In all the items below, swap "whole pixels" for "integer pixels" and reproduce the lines with nothing else changed. Leave the pictures out of your answer.
►
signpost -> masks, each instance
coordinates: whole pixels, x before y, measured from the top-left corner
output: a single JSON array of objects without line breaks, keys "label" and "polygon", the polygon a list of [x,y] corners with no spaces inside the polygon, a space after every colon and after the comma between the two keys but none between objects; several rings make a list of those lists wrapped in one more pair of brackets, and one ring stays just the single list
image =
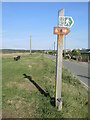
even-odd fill
[{"label": "signpost", "polygon": [[56,81],[55,81],[55,104],[58,110],[62,109],[61,98],[61,81],[62,81],[62,51],[63,51],[63,35],[67,35],[74,24],[72,17],[64,16],[64,9],[59,10],[58,27],[54,27],[54,34],[58,35],[57,40],[57,58],[56,58]]},{"label": "signpost", "polygon": [[59,16],[59,27],[72,27],[74,20],[72,17]]},{"label": "signpost", "polygon": [[30,35],[30,54],[31,54],[31,35]]}]

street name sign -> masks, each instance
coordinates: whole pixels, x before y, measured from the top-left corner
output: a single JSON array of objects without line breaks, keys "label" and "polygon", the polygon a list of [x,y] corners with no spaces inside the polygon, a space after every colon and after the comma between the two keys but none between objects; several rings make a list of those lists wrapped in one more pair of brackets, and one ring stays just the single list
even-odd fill
[{"label": "street name sign", "polygon": [[74,20],[72,17],[68,16],[59,16],[59,27],[72,27]]}]

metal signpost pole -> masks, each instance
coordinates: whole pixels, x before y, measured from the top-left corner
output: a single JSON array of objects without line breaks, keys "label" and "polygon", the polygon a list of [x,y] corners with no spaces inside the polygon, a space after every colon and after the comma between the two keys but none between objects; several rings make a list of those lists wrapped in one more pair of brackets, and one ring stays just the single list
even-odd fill
[{"label": "metal signpost pole", "polygon": [[[59,11],[59,16],[64,16],[64,9]],[[58,35],[57,42],[57,61],[56,61],[56,91],[55,91],[55,101],[56,107],[60,111],[62,109],[62,99],[61,99],[61,80],[62,80],[62,50],[63,50],[63,34]]]},{"label": "metal signpost pole", "polygon": [[64,58],[66,56],[66,35],[64,36]]},{"label": "metal signpost pole", "polygon": [[31,35],[30,35],[30,54],[31,54]]}]

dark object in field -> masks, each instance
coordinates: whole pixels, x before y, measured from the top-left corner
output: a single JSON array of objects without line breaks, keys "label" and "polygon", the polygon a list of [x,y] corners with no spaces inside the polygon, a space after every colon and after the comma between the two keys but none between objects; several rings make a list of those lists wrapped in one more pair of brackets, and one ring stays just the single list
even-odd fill
[{"label": "dark object in field", "polygon": [[20,59],[20,56],[14,56],[14,60],[17,61]]}]

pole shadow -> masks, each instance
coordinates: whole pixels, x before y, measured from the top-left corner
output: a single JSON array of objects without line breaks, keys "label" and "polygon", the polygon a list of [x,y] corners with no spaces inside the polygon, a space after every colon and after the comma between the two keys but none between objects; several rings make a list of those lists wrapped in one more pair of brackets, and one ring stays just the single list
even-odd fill
[{"label": "pole shadow", "polygon": [[31,83],[33,83],[33,85],[35,85],[35,87],[38,89],[38,91],[41,94],[43,94],[45,97],[49,97],[51,105],[55,107],[55,97],[51,97],[49,92],[45,92],[34,80],[32,80],[31,76],[28,76],[26,74],[23,74],[23,75],[24,75],[24,78],[27,78]]}]

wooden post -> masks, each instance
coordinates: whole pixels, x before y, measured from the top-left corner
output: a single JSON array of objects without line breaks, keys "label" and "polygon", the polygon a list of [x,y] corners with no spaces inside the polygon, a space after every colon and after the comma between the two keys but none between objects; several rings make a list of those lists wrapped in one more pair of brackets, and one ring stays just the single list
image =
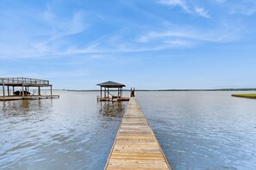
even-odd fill
[{"label": "wooden post", "polygon": [[9,86],[7,86],[7,95],[9,96]]},{"label": "wooden post", "polygon": [[5,100],[4,83],[3,84],[3,100]]},{"label": "wooden post", "polygon": [[41,95],[41,88],[38,87],[38,95]]},{"label": "wooden post", "polygon": [[22,84],[22,98],[24,98],[24,86]]},{"label": "wooden post", "polygon": [[119,98],[119,95],[120,95],[120,92],[119,92],[119,90],[120,90],[120,88],[117,88],[117,97]]}]

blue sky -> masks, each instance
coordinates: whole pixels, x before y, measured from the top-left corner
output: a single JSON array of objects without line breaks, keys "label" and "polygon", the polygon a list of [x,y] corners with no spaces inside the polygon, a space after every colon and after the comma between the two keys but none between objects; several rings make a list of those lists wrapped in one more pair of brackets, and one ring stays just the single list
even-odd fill
[{"label": "blue sky", "polygon": [[256,87],[254,0],[2,0],[0,76],[55,88]]}]

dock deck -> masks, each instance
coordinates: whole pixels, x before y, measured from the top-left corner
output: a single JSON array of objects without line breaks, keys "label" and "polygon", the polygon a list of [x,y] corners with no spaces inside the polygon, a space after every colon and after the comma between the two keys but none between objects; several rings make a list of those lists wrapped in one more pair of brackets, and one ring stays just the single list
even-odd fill
[{"label": "dock deck", "polygon": [[171,169],[134,97],[130,98],[105,169]]}]

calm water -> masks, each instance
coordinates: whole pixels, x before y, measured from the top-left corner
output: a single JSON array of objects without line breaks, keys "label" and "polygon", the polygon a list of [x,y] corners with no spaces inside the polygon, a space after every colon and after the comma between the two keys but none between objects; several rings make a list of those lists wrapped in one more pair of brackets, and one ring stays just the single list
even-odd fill
[{"label": "calm water", "polygon": [[[103,169],[128,102],[95,92],[0,102],[0,169]],[[256,100],[137,92],[172,169],[255,169]]]}]

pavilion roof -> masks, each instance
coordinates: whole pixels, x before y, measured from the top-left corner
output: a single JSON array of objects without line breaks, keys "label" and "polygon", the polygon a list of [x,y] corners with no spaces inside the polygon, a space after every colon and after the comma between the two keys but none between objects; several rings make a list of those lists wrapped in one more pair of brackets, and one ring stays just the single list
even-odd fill
[{"label": "pavilion roof", "polygon": [[99,83],[99,84],[97,84],[97,85],[100,86],[100,87],[103,87],[103,88],[122,88],[122,87],[125,87],[124,84],[121,84],[121,83],[118,83],[118,82],[111,82],[111,81],[102,82],[102,83]]}]

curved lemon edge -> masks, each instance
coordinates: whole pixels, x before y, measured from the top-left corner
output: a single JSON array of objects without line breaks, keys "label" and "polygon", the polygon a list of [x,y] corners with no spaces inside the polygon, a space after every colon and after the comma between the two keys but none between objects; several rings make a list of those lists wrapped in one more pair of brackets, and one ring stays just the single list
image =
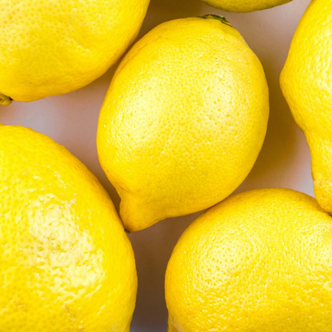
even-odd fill
[{"label": "curved lemon edge", "polygon": [[264,6],[263,7],[253,7],[247,9],[244,9],[243,8],[230,8],[227,6],[224,7],[222,5],[212,5],[210,3],[209,0],[202,0],[202,1],[208,6],[216,8],[217,9],[221,9],[228,13],[252,13],[253,12],[257,12],[261,10],[265,10],[266,9],[270,9],[271,8],[274,8],[274,7],[278,7],[278,6],[282,6],[282,5],[285,5],[292,0],[283,0],[280,3],[277,3],[276,4],[273,4],[268,6]]},{"label": "curved lemon edge", "polygon": [[167,328],[167,332],[179,332],[178,330],[174,326],[171,321],[170,316],[168,317],[168,327]]},{"label": "curved lemon edge", "polygon": [[7,106],[13,101],[13,100],[8,96],[0,93],[0,105],[3,105],[4,106]]}]

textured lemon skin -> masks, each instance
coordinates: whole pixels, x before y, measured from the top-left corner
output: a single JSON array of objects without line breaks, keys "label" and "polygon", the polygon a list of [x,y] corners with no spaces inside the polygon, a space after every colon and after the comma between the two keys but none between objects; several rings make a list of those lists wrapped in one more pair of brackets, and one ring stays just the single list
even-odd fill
◄
* Answer for this exercise *
signpost -> masks, each instance
coordinates: integer pixels, x before y, measured from the top-left corner
output: a single JSON array of objects without line breaks, keys "label" and "polygon", the polygon a list of [x,y] corners with no spaces inside the polygon, a space after every colon and after the comma between the two keys but none between objects; several rings make a list of those lists wrapped in one more pair of brackets, and one ring stays just the single list
image =
even-odd fill
[{"label": "signpost", "polygon": [[56,81],[55,81],[55,104],[58,110],[62,109],[61,98],[61,81],[62,81],[62,51],[63,51],[63,35],[67,35],[74,24],[72,17],[64,16],[64,9],[59,10],[58,27],[54,27],[54,34],[58,35],[57,40],[57,58],[56,58]]},{"label": "signpost", "polygon": [[59,16],[59,27],[72,27],[74,20],[72,17]]},{"label": "signpost", "polygon": [[30,35],[30,54],[31,54],[31,35]]}]

street name sign -> masks, each instance
coordinates: integer pixels, x before y, measured from the top-left corner
output: a single JSON array of objects without line breaks, keys "label" and "polygon", the polygon a list of [x,y] corners with no spaces inside the polygon, a space after every colon and after the comma between the two keys but none between objects; several rings make a list of those lists wrapped in one more pair of brackets, and one ring stays just the single list
even-odd fill
[{"label": "street name sign", "polygon": [[74,20],[72,17],[68,16],[59,16],[59,27],[72,27]]}]

metal signpost pole -> masks, each instance
coordinates: integer pixels, x before y, measured from the top-left corner
output: a single JSON array of objects without line breaks, keys "label" and "polygon", the polygon a list of [x,y] corners with no spaces inside the polygon, a space after every colon and after the comma between the two keys but none between objects; several rings make a list of those lists wrapped in one more pair of brackets, and one ring stays just the single list
even-odd fill
[{"label": "metal signpost pole", "polygon": [[[59,11],[59,16],[64,16],[64,9]],[[58,35],[57,42],[57,61],[56,61],[56,91],[55,91],[55,101],[56,107],[60,111],[62,109],[62,99],[61,99],[61,80],[62,80],[62,50],[63,50],[63,34]]]},{"label": "metal signpost pole", "polygon": [[64,58],[66,56],[66,35],[64,36]]},{"label": "metal signpost pole", "polygon": [[31,35],[30,35],[30,54],[31,54]]}]

dark object in field -> masks, each instance
coordinates: integer pixels, x before y, measured from the top-left corner
output: a single JSON array of objects without line breaks, keys "label" and "polygon", the polygon a list of [x,y] corners with no spaces inside the polygon, a space after every colon and after the comma between the two keys but none between objects; several rings make a list of those lists wrapped in one more pair of brackets, and one ring stays just the single list
even-odd fill
[{"label": "dark object in field", "polygon": [[20,59],[20,56],[14,56],[14,60],[17,61]]}]

pole shadow -> masks, each instance
coordinates: integer pixels, x before y, measured from the top-left corner
output: a single JSON array of objects without line breaks, keys "label" and "polygon", the polygon a list of [x,y] corners with no spaces inside the polygon, a space after every colon and after the comma between the two keys but none between objects; several rings make a list of those lists wrapped in one more pair of brackets, and one ring stays just the single list
even-odd fill
[{"label": "pole shadow", "polygon": [[31,83],[33,83],[33,85],[35,85],[35,87],[38,89],[38,91],[41,94],[43,94],[45,97],[49,97],[51,105],[55,107],[55,97],[51,97],[49,92],[45,92],[34,80],[32,80],[31,76],[28,76],[26,74],[23,74],[23,75],[24,75],[24,78],[27,78]]}]

wooden post -> masks, each instance
coordinates: integer pixels, x before y, measured from the top-left corner
output: a single JSON array of objects without line breaks, keys "label" and "polygon", the polygon a list of [x,y] corners with no spaces inside the polygon, a space after every colon and after the comma between the two keys but none between objects; several rings make a list of those lists wrapped in one more pair of brackets, and one ring stays just the single list
image =
even-odd fill
[{"label": "wooden post", "polygon": [[9,86],[7,86],[7,95],[9,96]]},{"label": "wooden post", "polygon": [[5,100],[4,83],[3,84],[3,100]]},{"label": "wooden post", "polygon": [[41,95],[41,88],[38,87],[38,95]]},{"label": "wooden post", "polygon": [[22,84],[22,98],[24,98],[24,86]]},{"label": "wooden post", "polygon": [[119,98],[119,95],[120,95],[120,92],[119,92],[119,90],[120,90],[120,88],[117,88],[117,97]]}]

blue sky -> masks, each instance
coordinates: integer pixels, x before y, measured from the top-left corner
output: a single JSON array of objects without line breaks, keys "label" and "polygon", the polygon a list of [x,y] corners with no spaces inside the polygon, a space after every colon and after the comma between the two keys but none between objects; several rings make a list of those lists wrapped in one more pair of brackets, and one ring stays just the single list
even-odd fill
[{"label": "blue sky", "polygon": [[256,87],[254,0],[2,0],[0,76],[55,88]]}]

dock deck -> masks, each instance
coordinates: integer pixels, x before y, measured from the top-left corner
output: a single JSON array of objects without line breaks, keys "label" and "polygon", the polygon a list of [x,y] corners with no spaces inside the polygon, a space after every colon and after the comma between the two keys but none between objects; several rings make a list of those lists wrapped in one more pair of brackets, and one ring stays just the single list
even-odd fill
[{"label": "dock deck", "polygon": [[171,169],[134,97],[130,98],[105,169]]}]

calm water -> masks, each instance
coordinates: integer pixels, x before y, measured from the top-left corner
output: a single JSON array of objects without line breaks, keys "label" and "polygon", the polygon a list of [x,y] corners with no spaces inside the polygon, a space after every colon and after the comma between the two keys but none between objects; several rings make a list of those lists wrapped in one more pair of brackets, and one ring stays just the single list
even-odd fill
[{"label": "calm water", "polygon": [[[103,169],[128,102],[95,92],[0,102],[0,169]],[[256,100],[137,92],[172,169],[255,169]]]}]

pavilion roof -> masks, each instance
coordinates: integer pixels, x before y, measured from the top-left corner
output: a single JSON array of objects without line breaks, keys "label" and "polygon", the polygon a list of [x,y] corners with no spaces inside the polygon, a space after every colon and after the comma between the two keys but none between objects; several rings make a list of those lists wrapped in one more pair of brackets, and one ring stays just the single list
even-odd fill
[{"label": "pavilion roof", "polygon": [[99,83],[99,84],[97,84],[97,85],[100,86],[100,87],[103,87],[103,88],[122,88],[122,87],[125,87],[124,84],[121,84],[121,83],[118,83],[118,82],[111,82],[111,81],[102,82],[102,83]]}]

curved lemon edge -> masks, each instance
coordinates: integer pixels, x before y, measured from the top-left corner
output: a single JSON array of objects without line breaks, keys "label" and "polygon", the polygon a list of [x,y] corners with no spaces inside the polygon, a space after every colon and after the comma between the two keys but none between objects; several rings make a list of those lists wrapped in one more pair of brackets, and one ring stays just the single list
image =
even-odd fill
[{"label": "curved lemon edge", "polygon": [[264,6],[263,7],[253,7],[247,9],[244,9],[243,8],[230,8],[227,6],[224,7],[222,5],[212,5],[210,3],[209,0],[202,0],[202,1],[208,6],[216,8],[217,9],[221,9],[228,13],[252,13],[253,12],[257,12],[261,10],[265,10],[266,9],[270,9],[271,8],[274,8],[274,7],[278,7],[278,6],[282,6],[282,5],[285,5],[292,0],[283,0],[280,3],[277,3],[276,4],[273,4],[268,6]]},{"label": "curved lemon edge", "polygon": [[167,328],[167,332],[179,332],[178,330],[174,326],[171,321],[170,316],[168,317],[168,327]]},{"label": "curved lemon edge", "polygon": [[7,106],[13,101],[13,100],[8,96],[0,93],[0,105],[3,105],[4,106]]}]

textured lemon skin -> masks, each instance
coordinates: integer pixels, x before y, measured from the top-left corner
output: a single JSON array of objects without line breaks, keys "label" and "polygon", the polygon a list of [x,y] corners with no spaces inside the polygon, a space after every colon and after the comma between the two keys but none between objects; several rings make a list of those lists wrapped in one more pair of brackets, and one ring stays just the single list
even-odd fill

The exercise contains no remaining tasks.